----- Selected text -----
According to research cited by Daniel Goleman in a video recorded at a TED conference last year, humans have a natural bent towards compassion.

Reflecting on this video, Tammy Lenski over at Conflict Zen says:

“We’re wired for compassion — our default setting is to help. But sometimes we turn off that part of ourselves.”

Tammy's comment and Goleman's video got the wheels spinning in my head. I immediately thought of the concept of self-deception that I first learned from the book Leadership and Self-Deception by The Arbinger Institute.

I'll paraphrase from the book to set the stage for my observation:

  • An act contrary to what I feel I should do for another is called an act of “self-betrayal.”
  • When I betray myself, I begin to see the world in a way that justifies my self-betrayal.
  • When I see a self-justifying world, my view of reality becomes distorted.
  • I then become self-deceived.

Once I am self-deceived, I:

  • Inflate others' faults.
  • Inflate my own virtue.
  • Inflate the value of things that I perceive will justify my self-betrayal.
  • Blame others for my original act of self-betrayal.

So, if we are “wired for compassion,” any time we act in a way that is not compassionate we betray ourselves. The act of self-betrayal then sets off the chain of events leading ultimately to self-deception. Once I am self-deceived, I get angry with others, blame them, etc. I suddenly find myself in conflict with someone, and the conflict started with me.
-----
▶ [Written tasks]
- 1) In the passage on compassion and self-deception, which book first taught the writer the concept of self-deception?
- 2) Please extend the passage on compassion and self-deception with the next few sentences, picking up after its final one.
----- Listing -----
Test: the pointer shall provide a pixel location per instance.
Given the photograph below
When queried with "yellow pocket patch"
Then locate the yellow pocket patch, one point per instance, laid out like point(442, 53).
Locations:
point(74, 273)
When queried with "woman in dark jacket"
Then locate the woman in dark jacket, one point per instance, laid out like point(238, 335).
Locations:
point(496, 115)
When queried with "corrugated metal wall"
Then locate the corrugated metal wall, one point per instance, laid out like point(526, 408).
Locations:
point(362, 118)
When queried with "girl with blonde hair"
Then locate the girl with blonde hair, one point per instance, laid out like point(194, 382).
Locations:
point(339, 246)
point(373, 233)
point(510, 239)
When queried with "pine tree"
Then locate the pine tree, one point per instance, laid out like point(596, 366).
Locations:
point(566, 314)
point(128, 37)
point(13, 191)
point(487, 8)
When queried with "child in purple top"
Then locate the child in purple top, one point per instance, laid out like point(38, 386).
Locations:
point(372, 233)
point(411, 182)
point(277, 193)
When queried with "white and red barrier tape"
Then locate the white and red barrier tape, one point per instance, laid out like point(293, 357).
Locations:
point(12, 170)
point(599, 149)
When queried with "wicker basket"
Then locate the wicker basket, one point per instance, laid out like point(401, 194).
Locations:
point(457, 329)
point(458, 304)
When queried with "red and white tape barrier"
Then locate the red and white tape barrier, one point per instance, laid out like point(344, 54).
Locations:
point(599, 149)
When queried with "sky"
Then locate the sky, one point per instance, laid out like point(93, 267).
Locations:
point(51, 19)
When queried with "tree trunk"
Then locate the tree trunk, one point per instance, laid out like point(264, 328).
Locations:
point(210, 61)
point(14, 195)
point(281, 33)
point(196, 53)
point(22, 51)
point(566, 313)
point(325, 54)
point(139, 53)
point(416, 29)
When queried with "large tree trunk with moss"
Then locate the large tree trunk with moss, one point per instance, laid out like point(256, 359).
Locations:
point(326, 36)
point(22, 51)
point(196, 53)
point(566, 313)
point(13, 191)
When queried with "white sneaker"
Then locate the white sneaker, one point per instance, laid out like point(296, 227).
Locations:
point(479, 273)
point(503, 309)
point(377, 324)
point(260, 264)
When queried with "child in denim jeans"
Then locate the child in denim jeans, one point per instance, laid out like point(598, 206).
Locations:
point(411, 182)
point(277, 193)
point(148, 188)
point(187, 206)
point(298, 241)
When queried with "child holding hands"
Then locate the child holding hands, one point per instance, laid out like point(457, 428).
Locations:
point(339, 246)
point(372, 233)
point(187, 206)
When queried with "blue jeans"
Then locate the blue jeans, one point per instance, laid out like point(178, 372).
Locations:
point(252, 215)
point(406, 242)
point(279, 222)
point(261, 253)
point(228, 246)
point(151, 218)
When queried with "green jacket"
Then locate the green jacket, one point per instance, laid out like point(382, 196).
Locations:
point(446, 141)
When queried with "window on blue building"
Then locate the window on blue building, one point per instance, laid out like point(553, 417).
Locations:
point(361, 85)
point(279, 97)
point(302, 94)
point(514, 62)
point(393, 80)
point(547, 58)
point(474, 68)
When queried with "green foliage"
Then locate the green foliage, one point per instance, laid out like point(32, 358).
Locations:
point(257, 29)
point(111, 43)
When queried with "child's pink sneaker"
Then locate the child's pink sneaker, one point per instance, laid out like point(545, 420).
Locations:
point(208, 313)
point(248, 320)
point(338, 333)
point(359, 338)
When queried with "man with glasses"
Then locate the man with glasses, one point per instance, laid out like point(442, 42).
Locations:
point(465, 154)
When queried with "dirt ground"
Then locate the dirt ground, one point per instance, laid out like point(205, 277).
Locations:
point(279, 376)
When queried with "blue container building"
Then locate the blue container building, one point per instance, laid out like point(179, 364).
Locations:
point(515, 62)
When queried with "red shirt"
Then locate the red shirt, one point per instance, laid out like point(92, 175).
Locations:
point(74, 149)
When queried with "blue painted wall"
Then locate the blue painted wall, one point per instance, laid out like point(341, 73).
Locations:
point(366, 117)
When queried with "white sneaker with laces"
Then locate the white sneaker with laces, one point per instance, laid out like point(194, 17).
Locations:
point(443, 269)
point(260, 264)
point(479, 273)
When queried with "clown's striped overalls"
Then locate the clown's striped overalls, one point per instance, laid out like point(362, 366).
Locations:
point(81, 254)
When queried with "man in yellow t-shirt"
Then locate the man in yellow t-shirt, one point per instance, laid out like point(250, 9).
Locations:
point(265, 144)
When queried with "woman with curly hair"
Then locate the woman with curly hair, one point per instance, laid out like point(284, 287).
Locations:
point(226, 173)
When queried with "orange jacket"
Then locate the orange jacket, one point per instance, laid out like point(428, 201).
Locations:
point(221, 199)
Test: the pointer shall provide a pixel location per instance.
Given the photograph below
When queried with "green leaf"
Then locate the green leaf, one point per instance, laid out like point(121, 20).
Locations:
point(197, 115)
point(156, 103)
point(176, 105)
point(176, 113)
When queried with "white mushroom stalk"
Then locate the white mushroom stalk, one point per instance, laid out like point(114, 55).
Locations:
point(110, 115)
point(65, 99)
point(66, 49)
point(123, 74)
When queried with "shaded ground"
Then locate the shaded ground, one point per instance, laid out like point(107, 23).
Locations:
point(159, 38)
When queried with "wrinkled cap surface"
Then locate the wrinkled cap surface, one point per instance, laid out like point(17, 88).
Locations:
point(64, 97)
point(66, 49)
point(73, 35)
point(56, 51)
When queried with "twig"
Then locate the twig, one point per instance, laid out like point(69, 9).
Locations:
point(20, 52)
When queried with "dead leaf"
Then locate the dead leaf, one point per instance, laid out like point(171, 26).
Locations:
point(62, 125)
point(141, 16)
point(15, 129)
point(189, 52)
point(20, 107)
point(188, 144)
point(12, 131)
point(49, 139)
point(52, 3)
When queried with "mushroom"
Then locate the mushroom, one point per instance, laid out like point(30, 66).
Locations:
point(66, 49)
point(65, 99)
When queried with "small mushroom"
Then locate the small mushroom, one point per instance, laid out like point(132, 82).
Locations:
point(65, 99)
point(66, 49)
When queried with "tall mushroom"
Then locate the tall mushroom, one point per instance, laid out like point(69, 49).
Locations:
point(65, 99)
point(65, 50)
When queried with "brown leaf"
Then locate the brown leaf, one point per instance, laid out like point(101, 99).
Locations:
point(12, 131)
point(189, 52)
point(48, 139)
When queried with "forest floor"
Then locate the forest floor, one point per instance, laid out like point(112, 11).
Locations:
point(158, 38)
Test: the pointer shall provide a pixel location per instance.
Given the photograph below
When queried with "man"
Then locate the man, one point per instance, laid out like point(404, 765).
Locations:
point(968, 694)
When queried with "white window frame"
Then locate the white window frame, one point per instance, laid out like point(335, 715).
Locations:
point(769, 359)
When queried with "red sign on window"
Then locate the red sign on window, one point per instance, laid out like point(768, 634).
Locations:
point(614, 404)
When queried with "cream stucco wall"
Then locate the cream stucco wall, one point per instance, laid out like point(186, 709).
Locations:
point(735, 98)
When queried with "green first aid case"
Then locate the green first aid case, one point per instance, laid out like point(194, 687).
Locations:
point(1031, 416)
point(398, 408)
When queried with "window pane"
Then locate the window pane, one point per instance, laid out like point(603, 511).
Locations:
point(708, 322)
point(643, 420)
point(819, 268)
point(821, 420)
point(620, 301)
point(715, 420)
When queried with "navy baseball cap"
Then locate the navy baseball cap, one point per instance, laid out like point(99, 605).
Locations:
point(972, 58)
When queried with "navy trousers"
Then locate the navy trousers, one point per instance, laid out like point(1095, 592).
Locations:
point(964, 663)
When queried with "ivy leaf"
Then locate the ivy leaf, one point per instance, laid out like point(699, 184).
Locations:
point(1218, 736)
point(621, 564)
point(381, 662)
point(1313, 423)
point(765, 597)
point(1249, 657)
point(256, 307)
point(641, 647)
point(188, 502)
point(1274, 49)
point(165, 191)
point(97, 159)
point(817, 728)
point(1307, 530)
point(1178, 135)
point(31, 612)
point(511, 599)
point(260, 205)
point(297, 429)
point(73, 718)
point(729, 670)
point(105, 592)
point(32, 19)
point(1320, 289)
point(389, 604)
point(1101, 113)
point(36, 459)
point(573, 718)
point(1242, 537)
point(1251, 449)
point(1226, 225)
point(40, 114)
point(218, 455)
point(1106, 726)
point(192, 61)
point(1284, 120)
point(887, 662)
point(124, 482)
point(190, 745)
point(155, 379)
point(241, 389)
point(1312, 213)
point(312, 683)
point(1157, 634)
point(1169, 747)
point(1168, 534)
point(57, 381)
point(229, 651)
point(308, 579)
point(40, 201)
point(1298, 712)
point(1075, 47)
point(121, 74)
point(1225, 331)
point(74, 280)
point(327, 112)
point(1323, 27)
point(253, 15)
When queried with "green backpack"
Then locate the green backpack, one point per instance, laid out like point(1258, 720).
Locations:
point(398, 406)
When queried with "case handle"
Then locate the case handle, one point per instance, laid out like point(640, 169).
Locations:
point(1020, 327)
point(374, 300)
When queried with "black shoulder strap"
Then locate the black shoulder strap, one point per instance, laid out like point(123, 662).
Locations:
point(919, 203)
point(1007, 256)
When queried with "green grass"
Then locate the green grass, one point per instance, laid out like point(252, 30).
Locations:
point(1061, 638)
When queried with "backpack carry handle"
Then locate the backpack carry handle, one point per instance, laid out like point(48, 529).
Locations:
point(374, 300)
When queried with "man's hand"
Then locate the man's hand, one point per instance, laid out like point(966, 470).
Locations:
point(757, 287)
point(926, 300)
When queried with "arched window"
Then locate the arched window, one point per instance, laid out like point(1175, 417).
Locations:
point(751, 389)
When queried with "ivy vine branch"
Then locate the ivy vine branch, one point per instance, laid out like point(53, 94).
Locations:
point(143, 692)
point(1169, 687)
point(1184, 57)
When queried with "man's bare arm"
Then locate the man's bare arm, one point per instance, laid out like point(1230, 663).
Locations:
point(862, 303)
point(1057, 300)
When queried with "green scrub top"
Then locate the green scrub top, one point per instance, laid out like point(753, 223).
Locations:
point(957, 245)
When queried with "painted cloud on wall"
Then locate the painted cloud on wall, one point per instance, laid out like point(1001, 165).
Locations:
-----
▶ [Results by task]
- 1) Leadership and Self-Deception by The Arbinger Institute.

- 2)
Towards the end of the video, Goleman points out that we can turn off our compassion drive. He also says that we can choose to turn it on by simply noticing the needs of others.

Let's work this backwards. If I notice the needs of others. I then act on the drive to show compassion, and I never betray myself. Since I do not betray myself, I never need to justify my betrayal. If I do not need to justify my betrayal, I do not need to blame others. So, I find myself in fewer conflicts.

If that is so, then maybe a key to resolving workplace conflicts starts with the choice to notice others' needs so that we can show compassion.

I wonder: if we are willing to make that choice, do we find ourselves in fewer conflicts that need resolution?

The Anatomy of Peace is another book that expands on this concept.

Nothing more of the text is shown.